### List of tasks
**1.** For the article about the Sea Monsters exhibition, say whether each statement agrees with it: (a) the exhibition includes life-sized fossil casts; (b) the Auckland War Memorial Museum run lasted its full three months; (c) the Otago Museum created the exhibition. Answer each with yes or no and the deciding words of the article, quoted exactly.
**2.** Reproduce the part of the Sea Monsters article that opens with the words containing "RNZ Otago-Southland reporter" and closes with "movie Jurassic Park.".

### Source document
BEGIN

From tomorrow, prehistoric ocean predators will take over Otago Museum for five months.
RNZ Otago-Southland reporter Timothy Brown went along for a sneak peak and filed this report.
Sea Monsters, an exhibition by the Australian National Maritime Museum, will be on display at the Otago Museum until 1 May.
It features 70 exhibits, including real fossils that are millions of years old and life-sized fossil casts up to 13 metres long.
The exhibition was meant to have a three-month run at the Auckland War Memorial Museum, but it was cut short by the Delta outbreak.
Otago Museum natural science curator Emma Burns said visitors would get to see some of the prehistoric beasts featured on the movie Jurassic Park.
"It's got all sorts of different prehistoric creatures some of which are now extinct dating right back from 250 million years ago," Burns said.
There would be plenty for children, even the older ones, she said.
Some of the creatures on display would have once been spotted in the waters off the coast of New Zealand.

END

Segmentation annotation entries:

BEGIN

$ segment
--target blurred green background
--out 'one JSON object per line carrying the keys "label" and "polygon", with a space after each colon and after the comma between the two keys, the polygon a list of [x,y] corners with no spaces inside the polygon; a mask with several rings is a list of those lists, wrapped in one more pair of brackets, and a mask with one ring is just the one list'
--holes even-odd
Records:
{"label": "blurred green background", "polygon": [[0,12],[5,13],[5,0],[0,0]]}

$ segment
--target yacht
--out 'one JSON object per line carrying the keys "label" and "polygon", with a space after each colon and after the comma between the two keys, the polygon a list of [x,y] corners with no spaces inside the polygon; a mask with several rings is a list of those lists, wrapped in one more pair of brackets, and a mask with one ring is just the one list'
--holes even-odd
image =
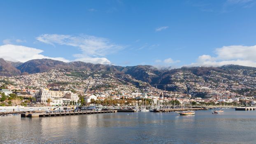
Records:
{"label": "yacht", "polygon": [[180,115],[189,116],[195,115],[195,111],[183,111],[181,112],[176,111],[176,112]]}
{"label": "yacht", "polygon": [[149,109],[146,109],[143,108],[140,109],[140,111],[141,112],[149,112]]}
{"label": "yacht", "polygon": [[221,110],[221,109],[216,110],[213,111],[213,112],[212,113],[212,114],[216,114],[223,113],[223,112],[224,112],[224,111],[223,110]]}

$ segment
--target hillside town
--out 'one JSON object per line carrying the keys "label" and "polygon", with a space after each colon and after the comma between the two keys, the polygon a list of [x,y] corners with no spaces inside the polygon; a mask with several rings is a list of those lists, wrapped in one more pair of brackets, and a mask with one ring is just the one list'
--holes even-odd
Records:
{"label": "hillside town", "polygon": [[[0,77],[0,105],[67,106],[96,102],[109,105],[106,102],[110,100],[115,100],[112,104],[116,105],[134,105],[141,104],[141,100],[145,99],[148,105],[154,105],[173,104],[175,101],[180,105],[192,102],[197,105],[214,105],[223,102],[234,105],[255,105],[255,95],[249,95],[251,91],[237,92],[241,89],[255,89],[255,77],[248,76],[242,79],[244,75],[242,74],[223,74],[213,72],[211,75],[198,77],[181,71],[172,75],[172,84],[160,89],[157,85],[151,86],[129,74],[117,75],[104,70],[93,72],[53,69],[42,73]],[[8,97],[11,94],[23,98],[21,102],[12,102],[2,98],[3,94]]]}

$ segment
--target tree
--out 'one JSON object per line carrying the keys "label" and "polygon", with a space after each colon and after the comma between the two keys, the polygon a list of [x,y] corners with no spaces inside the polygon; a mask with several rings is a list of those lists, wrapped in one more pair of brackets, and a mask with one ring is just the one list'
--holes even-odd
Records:
{"label": "tree", "polygon": [[0,89],[7,89],[7,86],[4,84],[0,87]]}
{"label": "tree", "polygon": [[94,100],[93,98],[92,98],[91,99],[91,104],[94,104],[95,102],[95,100]]}
{"label": "tree", "polygon": [[77,92],[76,91],[75,91],[74,89],[72,89],[72,90],[70,90],[70,91],[73,93],[77,93]]}
{"label": "tree", "polygon": [[9,94],[10,97],[12,98],[17,98],[17,95],[15,93],[10,93]]}
{"label": "tree", "polygon": [[197,103],[195,102],[191,102],[191,104],[192,105],[196,105],[196,104],[197,104]]}
{"label": "tree", "polygon": [[47,100],[47,103],[48,104],[49,104],[49,103],[50,103],[51,102],[52,102],[51,100],[51,99],[49,99],[49,98],[48,98],[48,99]]}
{"label": "tree", "polygon": [[5,100],[6,100],[6,99],[7,98],[7,97],[4,93],[0,94],[1,94],[1,95],[2,95],[2,98],[1,98],[1,99],[0,99],[0,100],[1,102],[3,102]]}

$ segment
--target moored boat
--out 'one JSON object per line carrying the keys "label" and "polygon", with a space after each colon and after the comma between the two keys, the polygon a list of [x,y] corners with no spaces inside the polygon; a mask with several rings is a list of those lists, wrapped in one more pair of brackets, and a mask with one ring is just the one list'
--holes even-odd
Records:
{"label": "moored boat", "polygon": [[149,109],[140,109],[140,111],[141,112],[149,112]]}
{"label": "moored boat", "polygon": [[176,111],[176,112],[181,115],[189,116],[195,115],[195,111],[183,111],[181,112]]}
{"label": "moored boat", "polygon": [[[220,110],[216,110],[214,111],[213,111],[213,113],[212,113],[213,114],[220,114],[220,113],[223,113],[224,112],[224,111],[223,110],[221,109],[220,109]],[[216,114],[215,114],[216,113]]]}

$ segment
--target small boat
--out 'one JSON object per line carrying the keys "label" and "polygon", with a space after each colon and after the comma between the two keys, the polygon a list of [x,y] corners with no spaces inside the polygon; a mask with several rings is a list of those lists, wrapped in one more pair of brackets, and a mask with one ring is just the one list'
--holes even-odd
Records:
{"label": "small boat", "polygon": [[149,109],[140,109],[140,111],[141,112],[149,112]]}
{"label": "small boat", "polygon": [[223,110],[221,110],[221,109],[216,110],[213,111],[213,113],[217,113],[217,114],[223,113],[223,112],[224,112],[224,111]]}
{"label": "small boat", "polygon": [[195,115],[195,111],[183,111],[182,112],[176,111],[176,112],[180,115],[189,116]]}

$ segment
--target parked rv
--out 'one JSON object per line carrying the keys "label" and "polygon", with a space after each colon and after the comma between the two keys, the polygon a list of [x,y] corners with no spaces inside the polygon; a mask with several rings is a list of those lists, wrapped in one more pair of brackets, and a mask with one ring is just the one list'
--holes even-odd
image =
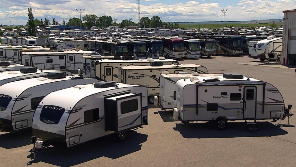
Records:
{"label": "parked rv", "polygon": [[54,92],[37,107],[33,135],[67,147],[112,134],[124,140],[126,131],[148,124],[147,96],[144,87],[110,81]]}
{"label": "parked rv", "polygon": [[95,79],[68,76],[65,72],[55,72],[48,73],[45,77],[2,85],[0,86],[0,130],[14,131],[31,128],[34,112],[47,95],[54,91],[96,82],[97,80]]}

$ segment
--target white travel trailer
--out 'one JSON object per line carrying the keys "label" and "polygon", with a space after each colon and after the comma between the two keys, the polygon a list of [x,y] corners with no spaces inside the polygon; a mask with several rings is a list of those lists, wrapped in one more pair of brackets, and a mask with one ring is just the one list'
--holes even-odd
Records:
{"label": "white travel trailer", "polygon": [[[101,60],[96,61],[93,66],[90,66],[90,77],[94,78],[101,80],[118,81],[118,70],[120,66],[134,65],[135,66],[149,65],[151,62],[161,62],[163,64],[171,65],[179,62],[174,60],[166,59],[160,57],[157,59],[148,58],[147,59],[133,59],[132,56],[125,56],[122,60]],[[87,76],[88,76],[87,75]]]}
{"label": "white travel trailer", "polygon": [[39,69],[60,70],[76,71],[82,68],[82,55],[97,54],[93,51],[63,49],[52,52],[23,52],[21,63]]}
{"label": "white travel trailer", "polygon": [[163,65],[162,62],[150,62],[150,65],[129,66],[118,67],[119,82],[146,87],[148,101],[153,104],[154,96],[159,95],[159,75],[163,71],[172,74],[192,71],[207,73],[203,66],[196,64]]}
{"label": "white travel trailer", "polygon": [[177,82],[175,120],[215,121],[220,129],[226,127],[228,121],[245,120],[249,130],[257,130],[256,120],[286,116],[281,93],[266,82],[231,74],[201,74],[195,79]]}
{"label": "white travel trailer", "polygon": [[123,140],[126,131],[148,124],[147,96],[144,87],[112,81],[52,92],[37,107],[33,135],[67,147],[111,134]]}
{"label": "white travel trailer", "polygon": [[279,60],[282,54],[282,37],[275,38],[269,36],[267,39],[258,41],[256,47],[257,52],[260,54],[260,60]]}
{"label": "white travel trailer", "polygon": [[45,77],[4,84],[0,87],[0,130],[13,131],[31,128],[34,112],[46,95],[54,91],[97,81],[78,75],[68,76],[65,72],[57,72],[49,73]]}
{"label": "white travel trailer", "polygon": [[68,76],[72,75],[71,73],[68,71],[46,70],[40,70],[34,67],[24,67],[19,71],[3,72],[0,73],[0,86],[12,82],[44,77],[50,72],[61,71],[65,72]]}

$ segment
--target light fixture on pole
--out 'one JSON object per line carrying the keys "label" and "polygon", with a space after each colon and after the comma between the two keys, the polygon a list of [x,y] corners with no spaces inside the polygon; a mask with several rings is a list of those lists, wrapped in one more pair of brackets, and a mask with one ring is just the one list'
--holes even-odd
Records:
{"label": "light fixture on pole", "polygon": [[79,13],[79,15],[80,17],[80,21],[79,21],[79,25],[80,26],[80,38],[81,39],[81,13],[83,13],[83,11],[84,11],[84,9],[82,10],[82,11],[81,11],[81,9],[79,9],[79,11],[78,11],[78,10],[77,10],[77,9],[75,9],[76,11],[77,11],[77,12]]}

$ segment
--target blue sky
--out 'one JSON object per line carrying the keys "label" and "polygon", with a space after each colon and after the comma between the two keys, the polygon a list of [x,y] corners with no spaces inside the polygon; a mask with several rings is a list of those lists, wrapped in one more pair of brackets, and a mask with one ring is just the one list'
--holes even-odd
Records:
{"label": "blue sky", "polygon": [[[82,14],[111,15],[118,22],[132,17],[137,20],[137,0],[0,0],[0,24],[24,24],[27,8],[33,9],[35,18],[54,17],[61,22]],[[296,0],[140,0],[140,17],[159,16],[164,21],[197,22],[223,20],[221,9],[228,9],[225,21],[282,18],[282,11],[296,8]]]}

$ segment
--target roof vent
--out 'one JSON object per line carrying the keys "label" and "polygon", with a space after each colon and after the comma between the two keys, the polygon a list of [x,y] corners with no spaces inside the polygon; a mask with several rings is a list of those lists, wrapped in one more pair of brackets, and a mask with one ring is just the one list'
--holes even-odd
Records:
{"label": "roof vent", "polygon": [[122,60],[134,60],[134,57],[131,56],[122,56]]}
{"label": "roof vent", "polygon": [[0,61],[0,67],[7,67],[10,65],[9,62],[7,61]]}
{"label": "roof vent", "polygon": [[37,72],[37,67],[22,67],[19,71],[21,73],[24,74],[36,72]]}
{"label": "roof vent", "polygon": [[223,74],[223,77],[227,79],[243,79],[244,76],[238,74]]}
{"label": "roof vent", "polygon": [[96,88],[106,88],[115,86],[116,82],[113,81],[105,81],[96,82],[94,87]]}
{"label": "roof vent", "polygon": [[163,63],[157,62],[150,62],[150,66],[162,66],[163,65]]}
{"label": "roof vent", "polygon": [[65,72],[51,72],[47,74],[46,77],[48,79],[56,79],[65,78],[66,76]]}

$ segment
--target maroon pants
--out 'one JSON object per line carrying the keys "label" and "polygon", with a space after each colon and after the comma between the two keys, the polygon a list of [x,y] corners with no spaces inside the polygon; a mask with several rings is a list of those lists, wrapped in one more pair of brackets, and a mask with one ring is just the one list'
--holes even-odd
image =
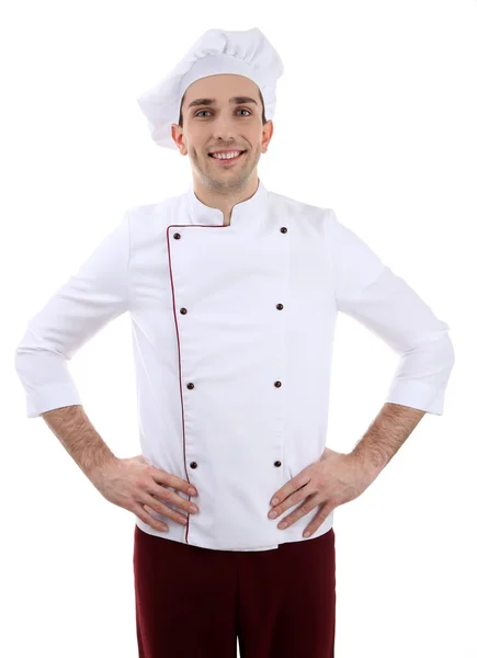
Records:
{"label": "maroon pants", "polygon": [[333,658],[334,531],[214,551],[135,526],[139,658]]}

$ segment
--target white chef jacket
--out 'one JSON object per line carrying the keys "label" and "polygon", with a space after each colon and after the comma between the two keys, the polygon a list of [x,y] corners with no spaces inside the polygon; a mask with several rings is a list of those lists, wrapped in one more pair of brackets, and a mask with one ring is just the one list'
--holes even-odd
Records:
{"label": "white chef jacket", "polygon": [[325,450],[339,310],[397,352],[386,401],[442,415],[448,326],[332,209],[259,179],[224,225],[191,183],[130,207],[30,320],[15,353],[26,416],[82,404],[68,361],[127,311],[141,452],[194,485],[200,508],[184,526],[152,512],[168,533],[138,517],[137,525],[226,551],[308,541],[318,508],[285,531],[268,512],[272,495]]}

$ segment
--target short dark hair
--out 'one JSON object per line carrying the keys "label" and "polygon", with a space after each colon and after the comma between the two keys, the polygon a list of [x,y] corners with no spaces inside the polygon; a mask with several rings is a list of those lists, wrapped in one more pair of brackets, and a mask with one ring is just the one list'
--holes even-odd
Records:
{"label": "short dark hair", "polygon": [[[185,95],[185,92],[184,92],[184,95]],[[179,111],[179,121],[178,121],[178,124],[181,126],[181,128],[184,127],[183,126],[183,116],[182,116],[182,103],[184,101],[184,95],[181,99],[181,109]],[[260,97],[260,101],[262,103],[262,125],[265,125],[265,123],[266,123],[266,118],[265,118],[265,103],[263,102],[263,97],[262,97],[262,92],[261,92],[260,88],[259,88],[259,97]]]}

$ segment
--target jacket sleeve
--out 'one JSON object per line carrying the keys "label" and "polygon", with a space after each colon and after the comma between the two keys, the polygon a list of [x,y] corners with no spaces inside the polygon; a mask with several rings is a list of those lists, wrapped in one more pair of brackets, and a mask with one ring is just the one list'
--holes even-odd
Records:
{"label": "jacket sleeve", "polygon": [[15,370],[26,417],[81,405],[68,361],[107,322],[128,309],[129,213],[27,322]]}
{"label": "jacket sleeve", "polygon": [[454,365],[448,325],[385,265],[351,229],[327,211],[325,235],[337,307],[384,340],[398,355],[387,402],[442,416]]}

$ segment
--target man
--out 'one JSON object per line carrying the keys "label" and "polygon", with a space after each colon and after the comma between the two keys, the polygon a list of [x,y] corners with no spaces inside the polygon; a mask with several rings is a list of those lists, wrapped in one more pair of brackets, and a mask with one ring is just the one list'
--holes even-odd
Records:
{"label": "man", "polygon": [[[16,351],[27,416],[43,416],[101,494],[136,514],[141,658],[232,658],[237,638],[241,658],[331,658],[333,510],[425,412],[443,412],[448,326],[330,208],[258,177],[282,70],[258,29],[209,30],[138,99],[154,140],[190,158],[193,182],[125,213]],[[383,409],[344,454],[325,446],[339,310],[400,359]],[[125,311],[143,454],[120,460],[67,361]]]}

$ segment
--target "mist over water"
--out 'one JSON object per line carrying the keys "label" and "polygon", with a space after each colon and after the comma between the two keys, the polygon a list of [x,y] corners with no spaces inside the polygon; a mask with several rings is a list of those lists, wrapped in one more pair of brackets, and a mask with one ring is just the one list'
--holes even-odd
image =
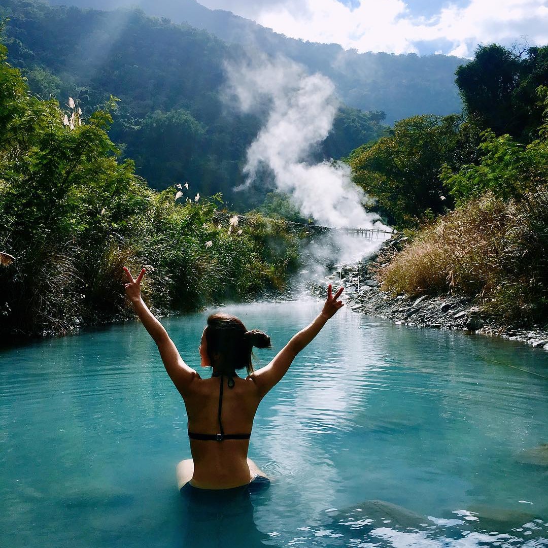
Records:
{"label": "mist over water", "polygon": [[[338,107],[335,86],[322,75],[307,74],[281,57],[254,56],[227,66],[229,89],[243,112],[266,113],[264,126],[247,153],[247,185],[261,168],[305,216],[321,225],[372,228],[379,219],[365,212],[368,198],[340,162],[311,163],[311,153],[327,137]],[[375,228],[383,227],[377,222]]]}

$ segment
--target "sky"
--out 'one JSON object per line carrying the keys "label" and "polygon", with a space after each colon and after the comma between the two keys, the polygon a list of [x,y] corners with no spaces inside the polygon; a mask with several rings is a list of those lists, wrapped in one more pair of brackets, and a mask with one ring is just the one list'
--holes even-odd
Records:
{"label": "sky", "polygon": [[480,44],[548,44],[548,0],[198,0],[276,32],[386,52],[471,58]]}

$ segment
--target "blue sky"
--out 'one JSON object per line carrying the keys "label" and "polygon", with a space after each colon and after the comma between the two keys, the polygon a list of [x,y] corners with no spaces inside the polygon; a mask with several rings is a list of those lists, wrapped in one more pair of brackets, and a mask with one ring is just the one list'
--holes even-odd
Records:
{"label": "blue sky", "polygon": [[472,57],[479,44],[548,44],[548,0],[198,0],[287,36],[360,52]]}

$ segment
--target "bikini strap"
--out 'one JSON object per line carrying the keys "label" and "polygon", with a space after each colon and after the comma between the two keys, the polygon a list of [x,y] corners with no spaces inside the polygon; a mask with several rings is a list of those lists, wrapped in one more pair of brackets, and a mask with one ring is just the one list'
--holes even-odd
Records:
{"label": "bikini strap", "polygon": [[220,434],[218,436],[217,439],[222,441],[225,437],[225,431],[222,429],[222,423],[221,421],[221,413],[222,411],[222,385],[226,375],[227,378],[227,385],[229,388],[234,387],[234,377],[236,376],[235,371],[231,372],[230,373],[225,373],[220,371],[215,371],[212,375],[212,376],[220,377],[220,382],[219,384],[219,410],[217,413],[217,417],[219,419],[219,430]]}

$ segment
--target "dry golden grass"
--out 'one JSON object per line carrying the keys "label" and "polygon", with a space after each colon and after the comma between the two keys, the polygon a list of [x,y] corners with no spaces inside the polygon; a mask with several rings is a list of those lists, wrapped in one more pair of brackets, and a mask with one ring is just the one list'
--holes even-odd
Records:
{"label": "dry golden grass", "polygon": [[385,290],[412,295],[454,291],[471,296],[496,287],[510,218],[491,196],[427,227],[378,273]]}

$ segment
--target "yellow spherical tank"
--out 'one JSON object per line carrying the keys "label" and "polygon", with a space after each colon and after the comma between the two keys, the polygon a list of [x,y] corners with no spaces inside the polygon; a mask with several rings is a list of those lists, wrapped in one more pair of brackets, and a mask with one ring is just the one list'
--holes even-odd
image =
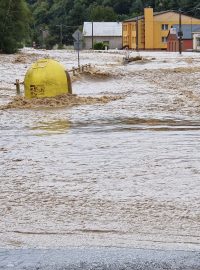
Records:
{"label": "yellow spherical tank", "polygon": [[24,78],[26,98],[55,97],[68,93],[65,68],[52,59],[40,59],[27,71]]}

END

### Set of answers
**1.**
(a) Yes: "life-sized fossil casts up to 13 metres long"
(b) No: "it was cut short by the Delta outbreak"
(c) No: "an exhibition by the Australian National Maritime Museum"

**2.**
RNZ Otago-Southland reporter Timothy Brown went along for a sneak peak and filed this report.
Sea Monsters, an exhibition by the Australian National Maritime Museum, will be on display at the Otago Museum until 1 May.
It features 70 exhibits, including real fossils that are millions of years old and life-sized fossil casts up to 13 metres long.
The exhibition was meant to have a three-month run at the Auckland War Memorial Museum, but it was cut short by the Delta outbreak.
Otago Museum natural science curator Emma Burns said visitors would get to see some of the prehistoric beasts featured on the movie Jurassic Park.